# [DIRECTIONS]
Could you write out the article below on Arnergy and Nigeria's solar demand word for word, in full?

Nigeria’s Solar Revolution: The Unexpected Twist Fueling Arnergy’s Meteoric Rise

Demand for solar power has surged sharply in energy-starved Nigeria amid ongoing reliability issues with the national electrical grid and spiraling fuel costs, attracting investor attention to Arnergy, a local cleantech startup responding to the growing need. Recently, Arnergy secured an $18 million Series B round—comprised of a $15 million extension in addition to a $3 million B1 financing from last year. This significant infusion of capital underscores the heightened investor interest in Nigeria’s emerging renewable energy sector.

The surge in solar demand accelerated significantly following the removal of Nigeria’s decades-old fuel subsidy in May 2023. Previously, the Nigerian government had subsidized petrol prices by covering the cost difference between global and local market rates, an expense that had ballooned in recent years. With subsidies cut, petrol prices surged nearly 500 percent, dramatically raising the costs of diesel- or petrol-powered electricity generators, which had long been a popular stop-gap solution to daily disruptions from the unreliable national grid.

In response, solar systems—once marketed primarily as a guarantee of uninterrupted electricity rather than as an economical alternative—have become increasingly financially attractive. Arnergy CEO Femi Adeyemo noted that consumers are now deeply aware of the direct monthly savings offered by solar systems relative to their current costs.

# [SUPPLIED INFORMATION]
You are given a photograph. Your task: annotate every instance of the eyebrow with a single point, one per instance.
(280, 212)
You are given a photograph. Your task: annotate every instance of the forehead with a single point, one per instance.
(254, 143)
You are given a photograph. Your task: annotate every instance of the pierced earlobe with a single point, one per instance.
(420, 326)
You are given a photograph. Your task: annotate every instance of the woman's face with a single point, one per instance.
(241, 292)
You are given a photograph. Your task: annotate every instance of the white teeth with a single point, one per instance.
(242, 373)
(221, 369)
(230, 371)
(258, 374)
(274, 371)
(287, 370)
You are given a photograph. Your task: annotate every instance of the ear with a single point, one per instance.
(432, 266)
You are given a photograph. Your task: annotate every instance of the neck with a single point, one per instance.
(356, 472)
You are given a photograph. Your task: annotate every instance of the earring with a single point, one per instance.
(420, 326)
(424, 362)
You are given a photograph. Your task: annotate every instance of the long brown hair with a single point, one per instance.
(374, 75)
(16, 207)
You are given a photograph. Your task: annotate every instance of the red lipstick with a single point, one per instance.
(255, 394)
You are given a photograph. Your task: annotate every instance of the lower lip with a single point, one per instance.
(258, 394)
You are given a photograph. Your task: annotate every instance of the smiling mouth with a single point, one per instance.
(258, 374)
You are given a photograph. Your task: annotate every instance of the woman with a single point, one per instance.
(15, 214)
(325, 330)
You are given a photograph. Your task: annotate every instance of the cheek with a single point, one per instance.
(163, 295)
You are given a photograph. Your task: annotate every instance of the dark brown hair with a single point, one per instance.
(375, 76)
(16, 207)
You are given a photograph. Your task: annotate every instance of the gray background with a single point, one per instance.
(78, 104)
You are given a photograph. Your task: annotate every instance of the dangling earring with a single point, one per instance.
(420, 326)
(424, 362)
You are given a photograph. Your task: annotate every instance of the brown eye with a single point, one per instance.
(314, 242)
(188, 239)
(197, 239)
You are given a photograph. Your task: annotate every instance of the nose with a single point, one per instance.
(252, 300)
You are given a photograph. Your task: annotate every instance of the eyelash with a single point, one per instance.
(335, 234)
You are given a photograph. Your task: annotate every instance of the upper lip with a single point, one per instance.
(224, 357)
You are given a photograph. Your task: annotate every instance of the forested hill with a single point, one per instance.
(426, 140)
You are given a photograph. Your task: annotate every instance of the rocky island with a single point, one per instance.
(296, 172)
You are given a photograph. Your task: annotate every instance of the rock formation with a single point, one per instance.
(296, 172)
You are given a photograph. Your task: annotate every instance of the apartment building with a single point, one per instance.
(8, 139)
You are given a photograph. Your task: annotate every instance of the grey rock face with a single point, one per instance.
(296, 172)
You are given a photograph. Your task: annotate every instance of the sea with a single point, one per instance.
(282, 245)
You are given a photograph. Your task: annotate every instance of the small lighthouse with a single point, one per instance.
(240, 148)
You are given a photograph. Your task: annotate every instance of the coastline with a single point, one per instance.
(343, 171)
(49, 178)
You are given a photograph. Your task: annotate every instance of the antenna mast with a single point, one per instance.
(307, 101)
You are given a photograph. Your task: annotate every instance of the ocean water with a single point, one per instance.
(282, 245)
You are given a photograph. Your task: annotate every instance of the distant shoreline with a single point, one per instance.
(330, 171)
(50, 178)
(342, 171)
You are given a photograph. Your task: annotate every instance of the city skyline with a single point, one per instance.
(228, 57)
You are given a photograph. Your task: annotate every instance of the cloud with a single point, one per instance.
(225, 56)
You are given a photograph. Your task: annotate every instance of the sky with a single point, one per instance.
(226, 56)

# [TASK ANSWER]
Nigeria’s Solar Revolution: The Unexpected Twist Fueling Arnergy’s Meteoric Rise

Demand for solar power has surged sharply in energy-starved Nigeria amid ongoing reliability issues with the national electrical grid and spiraling fuel costs, attracting investor attention to Arnergy, a local cleantech startup responding to the growing need. Recently, Arnergy secured an $18 million Series B round—comprised of a $15 million extension in addition to a $3 million B1 financing from last year. This significant infusion of capital underscores the heightened investor interest in Nigeria’s emerging renewable energy sector.

The surge in solar demand accelerated significantly following the removal of Nigeria’s decades-old fuel subsidy in May 2023. Previously, the Nigerian government had subsidized petrol prices by covering the cost difference between global and local market rates, an expense that had ballooned in recent years. With subsidies cut, petrol prices surged nearly 500 percent, dramatically raising the costs of diesel- or petrol-powered electricity generators, which had long been a popular stop-gap solution to daily disruptions from the unreliable national grid.

In response, solar systems—once marketed primarily as a guarantee of uninterrupted electricity rather than as an economical alternative—have become increasingly financially attractive. Arnergy CEO Femi Adeyemo noted that consumers are now deeply aware of the direct monthly savings offered by solar systems relative to their current costs.